**Working data**.

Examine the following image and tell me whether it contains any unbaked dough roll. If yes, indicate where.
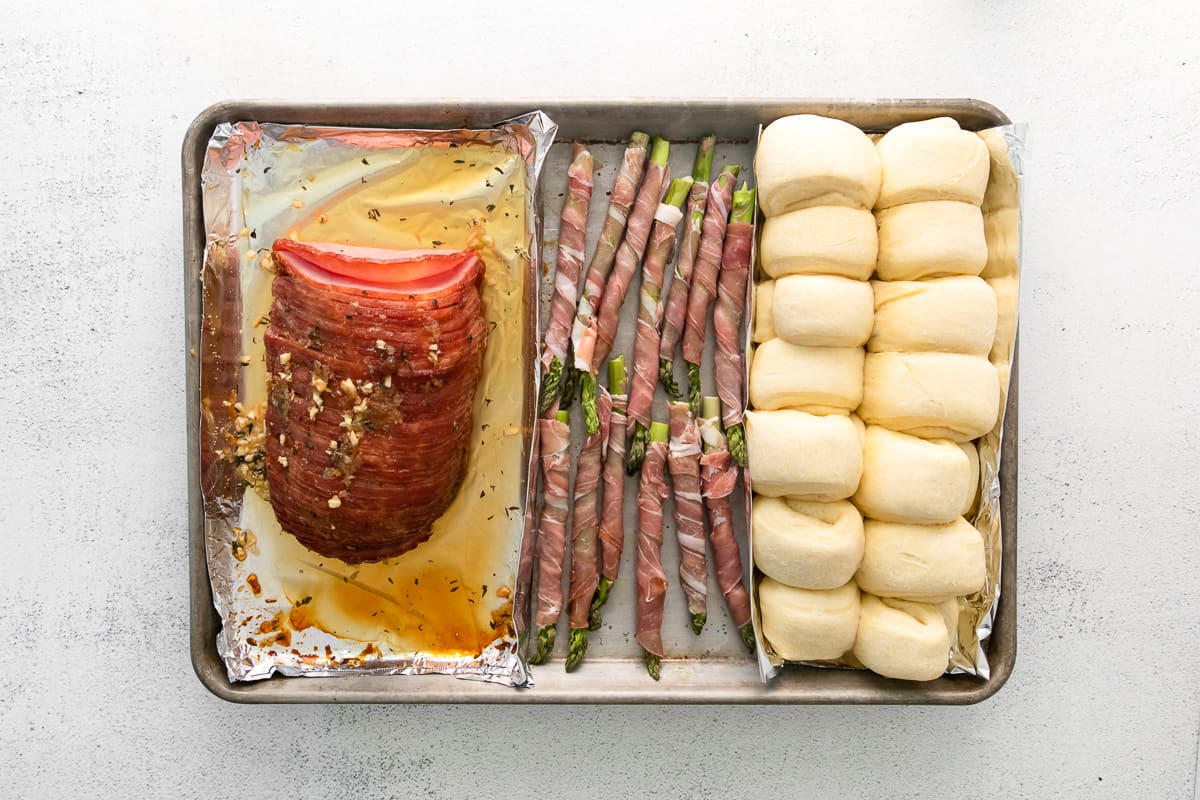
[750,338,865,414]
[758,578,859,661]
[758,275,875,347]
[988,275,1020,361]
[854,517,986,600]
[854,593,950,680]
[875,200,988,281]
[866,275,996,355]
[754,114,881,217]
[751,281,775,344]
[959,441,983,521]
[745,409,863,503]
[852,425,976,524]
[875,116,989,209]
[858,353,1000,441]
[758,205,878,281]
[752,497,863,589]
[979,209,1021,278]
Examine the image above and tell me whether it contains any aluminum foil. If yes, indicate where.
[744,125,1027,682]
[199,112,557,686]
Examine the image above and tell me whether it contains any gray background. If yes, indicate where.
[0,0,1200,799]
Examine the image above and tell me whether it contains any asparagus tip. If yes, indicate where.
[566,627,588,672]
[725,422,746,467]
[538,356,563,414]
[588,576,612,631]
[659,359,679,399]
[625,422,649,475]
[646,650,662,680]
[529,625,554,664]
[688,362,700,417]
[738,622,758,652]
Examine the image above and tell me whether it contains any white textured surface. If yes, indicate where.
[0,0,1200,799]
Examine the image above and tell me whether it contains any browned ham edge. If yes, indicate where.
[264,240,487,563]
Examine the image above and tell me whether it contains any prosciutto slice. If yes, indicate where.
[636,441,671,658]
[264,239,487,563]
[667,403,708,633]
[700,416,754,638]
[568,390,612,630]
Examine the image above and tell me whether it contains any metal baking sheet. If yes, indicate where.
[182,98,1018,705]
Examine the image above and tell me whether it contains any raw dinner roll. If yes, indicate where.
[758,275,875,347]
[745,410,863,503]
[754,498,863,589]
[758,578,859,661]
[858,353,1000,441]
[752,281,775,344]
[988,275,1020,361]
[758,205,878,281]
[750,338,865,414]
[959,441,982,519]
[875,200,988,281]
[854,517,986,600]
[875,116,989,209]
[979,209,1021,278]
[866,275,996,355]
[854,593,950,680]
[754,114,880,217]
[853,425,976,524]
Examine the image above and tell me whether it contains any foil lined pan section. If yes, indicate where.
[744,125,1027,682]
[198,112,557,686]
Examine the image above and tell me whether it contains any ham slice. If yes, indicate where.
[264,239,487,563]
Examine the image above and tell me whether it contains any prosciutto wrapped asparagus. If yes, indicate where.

**Task instructions**.
Copy out every one of the entries above word for word, leaving out the picture.

**Solution for this exercise**.
Examine the following image and tell me whether it contains any unbaked dough roll. If yes, indicate where.
[750,338,865,414]
[758,578,859,661]
[758,275,875,347]
[988,275,1020,361]
[854,517,986,600]
[854,593,950,680]
[875,200,988,281]
[866,275,996,355]
[754,114,881,217]
[751,281,775,344]
[959,441,983,521]
[745,409,863,503]
[852,425,976,524]
[875,116,989,209]
[858,353,1000,441]
[758,205,878,281]
[752,497,863,589]
[979,209,1021,278]
Examine the image above and tell me whether it contains any aluminum foil. If yes, indicate where.
[744,125,1027,682]
[199,112,557,686]
Examine the image above and tell me whether it contains any gray background. If yes, indicate where.
[0,0,1200,799]
Examine the image above and tell me whether it contains any asparagus tip. If yes, indicate where.
[566,627,588,672]
[725,422,746,467]
[538,356,563,414]
[588,576,612,631]
[659,359,679,399]
[625,422,649,475]
[646,650,662,680]
[529,625,554,664]
[688,362,700,417]
[738,622,758,652]
Examine the image above and tell me whether it contains any white textured surface. If yes, indicate where.
[0,0,1200,799]
Examine the image above and tell me whether it contains any browned ham edge. If yes, indicate where.
[264,240,487,563]
Examine the image above and tell me whether it contains any prosciutto slice. If yes, indicate where.
[636,441,671,658]
[264,239,487,563]
[667,403,708,633]
[700,416,754,638]
[568,390,612,630]
Examine the image above and tell me whether it contains any metal baking sheet. If yes, indicate where.
[182,98,1018,705]
Examine the image above and tell me whether it contains any raw dinner roll. If yes, indicate where.
[758,275,875,347]
[745,410,863,503]
[754,498,863,589]
[758,578,859,661]
[858,353,1000,441]
[752,281,775,344]
[988,275,1020,361]
[758,205,878,281]
[750,338,865,414]
[959,441,982,519]
[875,200,988,281]
[854,517,986,600]
[875,116,989,209]
[979,209,1021,278]
[866,275,996,355]
[854,593,950,680]
[754,114,880,217]
[853,425,976,524]
Examine the image above and tell me whether it contains any foil lined pan section. If yes, indicate where.
[744,125,1027,682]
[198,112,557,686]
Examine the image above and tell me whether it contains any ham slice. If yes, indicate where.
[264,239,487,563]
Examine the image above and tell me whether it contains any prosciutto wrapped asparagus. If yes, indicate where.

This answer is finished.